## Required task
Without omitting anything, retype the data that follows.

## Exercise data
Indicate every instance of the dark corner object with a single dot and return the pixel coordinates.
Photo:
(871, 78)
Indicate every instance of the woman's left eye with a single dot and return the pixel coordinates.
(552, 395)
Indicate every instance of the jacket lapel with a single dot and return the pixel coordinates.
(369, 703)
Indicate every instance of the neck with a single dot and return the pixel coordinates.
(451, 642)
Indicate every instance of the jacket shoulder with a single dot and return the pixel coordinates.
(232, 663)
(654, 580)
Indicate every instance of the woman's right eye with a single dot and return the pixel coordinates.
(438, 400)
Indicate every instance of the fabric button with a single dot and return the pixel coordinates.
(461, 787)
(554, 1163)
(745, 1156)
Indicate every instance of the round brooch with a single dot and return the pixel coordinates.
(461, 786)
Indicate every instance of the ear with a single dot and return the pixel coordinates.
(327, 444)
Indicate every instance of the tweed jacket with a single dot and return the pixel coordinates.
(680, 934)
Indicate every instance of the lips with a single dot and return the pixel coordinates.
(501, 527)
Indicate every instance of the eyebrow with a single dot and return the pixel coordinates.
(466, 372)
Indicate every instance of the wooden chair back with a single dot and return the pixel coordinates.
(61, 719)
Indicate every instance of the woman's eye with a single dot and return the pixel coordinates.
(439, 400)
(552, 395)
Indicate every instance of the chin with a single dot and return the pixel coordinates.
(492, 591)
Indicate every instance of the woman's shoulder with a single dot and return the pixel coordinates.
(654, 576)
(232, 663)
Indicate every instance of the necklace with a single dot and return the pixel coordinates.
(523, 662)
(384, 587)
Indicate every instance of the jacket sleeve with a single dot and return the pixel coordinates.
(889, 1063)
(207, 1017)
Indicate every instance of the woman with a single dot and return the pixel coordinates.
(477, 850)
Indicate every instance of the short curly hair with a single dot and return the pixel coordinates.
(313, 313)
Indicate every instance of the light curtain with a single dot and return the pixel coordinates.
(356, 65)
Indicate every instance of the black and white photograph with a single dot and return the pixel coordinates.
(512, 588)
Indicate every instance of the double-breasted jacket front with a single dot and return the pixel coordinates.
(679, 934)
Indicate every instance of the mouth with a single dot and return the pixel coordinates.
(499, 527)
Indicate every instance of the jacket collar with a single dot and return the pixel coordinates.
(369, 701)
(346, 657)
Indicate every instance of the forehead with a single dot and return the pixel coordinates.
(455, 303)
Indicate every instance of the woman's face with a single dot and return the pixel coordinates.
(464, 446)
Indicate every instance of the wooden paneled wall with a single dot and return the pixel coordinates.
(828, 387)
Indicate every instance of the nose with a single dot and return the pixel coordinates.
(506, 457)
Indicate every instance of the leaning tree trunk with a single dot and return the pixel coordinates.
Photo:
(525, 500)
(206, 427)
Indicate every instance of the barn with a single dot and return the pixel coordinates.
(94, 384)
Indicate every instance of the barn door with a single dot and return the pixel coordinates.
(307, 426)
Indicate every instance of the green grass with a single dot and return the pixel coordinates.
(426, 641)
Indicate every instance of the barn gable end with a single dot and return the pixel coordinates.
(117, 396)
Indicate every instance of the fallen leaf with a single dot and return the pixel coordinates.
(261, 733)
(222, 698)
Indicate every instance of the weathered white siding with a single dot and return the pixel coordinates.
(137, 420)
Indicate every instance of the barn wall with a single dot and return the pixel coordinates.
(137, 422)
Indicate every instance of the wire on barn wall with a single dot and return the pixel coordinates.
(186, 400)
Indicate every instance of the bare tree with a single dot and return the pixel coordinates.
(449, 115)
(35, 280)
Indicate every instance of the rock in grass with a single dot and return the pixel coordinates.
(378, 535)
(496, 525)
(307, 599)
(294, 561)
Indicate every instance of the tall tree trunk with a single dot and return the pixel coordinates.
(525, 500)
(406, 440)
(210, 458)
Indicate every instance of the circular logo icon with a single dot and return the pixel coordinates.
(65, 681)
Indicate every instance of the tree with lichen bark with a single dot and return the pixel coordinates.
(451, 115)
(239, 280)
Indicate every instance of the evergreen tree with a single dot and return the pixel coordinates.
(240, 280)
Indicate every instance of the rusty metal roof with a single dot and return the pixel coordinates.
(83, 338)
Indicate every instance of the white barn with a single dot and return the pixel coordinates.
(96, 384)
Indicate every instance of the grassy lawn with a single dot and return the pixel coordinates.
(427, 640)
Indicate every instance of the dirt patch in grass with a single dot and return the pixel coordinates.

## Response to the task
Indicate every instance of the dark corner object with a single dot and return the pixel coordinates.
Photo:
(871, 78)
Indicate every instance of the woman's left eye with a single dot and return the pixel coordinates.
(552, 395)
Indicate every instance of the jacket lapel with a single dot and return the pixel coordinates.
(369, 703)
Indicate every instance of the neck with a single dot and return the pixel coordinates.
(451, 642)
Indicate every instance of the jacket shoulder with a single dot and return the pixel coordinates.
(232, 663)
(654, 580)
Indicate every instance of the woman's right eye with a single dot and return the pixel coordinates.
(438, 400)
Indicate every instance of the fabric button with a single dot and return the pixel coordinates.
(461, 787)
(554, 1163)
(745, 1156)
Indicate every instance of the round brooch with a single dot and return the pixel coordinates.
(461, 786)
Indicate every instance of the ear with a single dot and return the pixel coordinates.
(327, 444)
Indicate every instance of the tweed jacket with a single dot and return the pixel coordinates.
(680, 934)
Indicate every instance of the lips with a single dot and return the pixel coordinates.
(501, 527)
Indicate every instance of the eyebrow with a single dot and return the pixel coordinates.
(466, 372)
Indicate every instance of the wooden chair back with a single dot and return the pixel coordinates.
(61, 719)
Indicate every instance of the woman's eye with a single dot and return the pixel coordinates.
(439, 400)
(552, 395)
Indicate every instance of the chin with a single dot and return the pixel coordinates.
(492, 591)
Indicate every instance of the woman's shoulder with a single dot and return the pixel coordinates.
(654, 576)
(232, 663)
Indicate every instance of the necklace with a single dot and return the pixel coordinates.
(523, 662)
(384, 587)
Indicate every instance of the jacket sleeve with a single dot and return the pixel coordinates.
(889, 1063)
(207, 1017)
Indicate every instance of the woman with a single dot and return the pixel coordinates.
(477, 850)
Indicate every instance of the short curly hair with a single dot and return the pixel coordinates.
(313, 313)
Indicate every instance of the light curtain with a single dot and return the pixel coordinates.
(356, 65)
Indicate every instance of the black and white photograph with a single dot and return the pixel coordinates.
(512, 588)
Indicate every instance of the double-breasted jacket front with a single dot and return the pixel coordinates.
(679, 934)
Indicate every instance of the mouth with a single dot and return the pixel coordinates.
(499, 527)
Indicate every instance of the jacket collar with a single dot and return the pixel coordinates.
(369, 701)
(346, 657)
Indicate every instance of the forehead with a single dot and return the pixel coordinates.
(455, 303)
Indicate every instance of the woman's face with a single dot and return the pixel coordinates.
(464, 446)
Indicate every instance of the wooden paneled wall with a single dot and return the pixel coordinates.
(828, 387)
Indicate every instance of the nose with a single dot and return the pixel coordinates.
(506, 457)
Indicate every instance of the leaning tree trunk with a single dot and return the pixel coordinates.
Photo:
(525, 500)
(206, 427)
Indicate every instance of the barn with a single dot and return the pixel coordinates.
(94, 384)
Indicate every instance of the barn door with a single dot and return the pixel coordinates.
(307, 426)
Indicate every instance of the green grass with a single dot and return the pixel coordinates.
(426, 641)
Indicate every instance of the barn gable end with a single dot and return the pixel coordinates.
(117, 396)
Indicate every instance of the fallen leaf with a single dot and return the pixel coordinates.
(261, 733)
(222, 698)
Indicate every instance of the weathered white siding with a single dot and return the pixel coordinates.
(137, 420)
Indicate every instance of the barn wall with a single dot and return the pixel coordinates.
(137, 422)
Indicate every instance of the wire on barn wall with a single dot and return the pixel coordinates.
(186, 400)
Indicate every instance of the bare tree with a single dot and return the pixel coordinates.
(449, 115)
(35, 280)
Indicate every instance of the rock in grass with a single dot and return the pixel coordinates.
(378, 535)
(496, 525)
(307, 599)
(294, 561)
Indicate every instance of the tall tree trunk with a single dot and return the pixel coordinates.
(525, 500)
(406, 440)
(210, 458)
Indicate every instance of the circular logo icon with a single dot and return the pixel coordinates.
(65, 681)
Indicate every instance of the tree with lichen bark with a single dot and return the pixel coordinates.
(451, 115)
(239, 280)
Indicate every instance of the evergreen tree with a single dot and return the pixel coordinates.
(240, 280)
Indicate every instance of the rusty metal roof with a single dot and return the pixel coordinates.
(83, 338)
Indicate every instance of the white barn with a single dot and return the pixel coordinates.
(96, 384)
Indicate every instance of the grassy lawn with a single dot and return the pixel coordinates.
(427, 640)
Indicate every instance of the dirt patch in grass with a single dot and return the pixel coordinates.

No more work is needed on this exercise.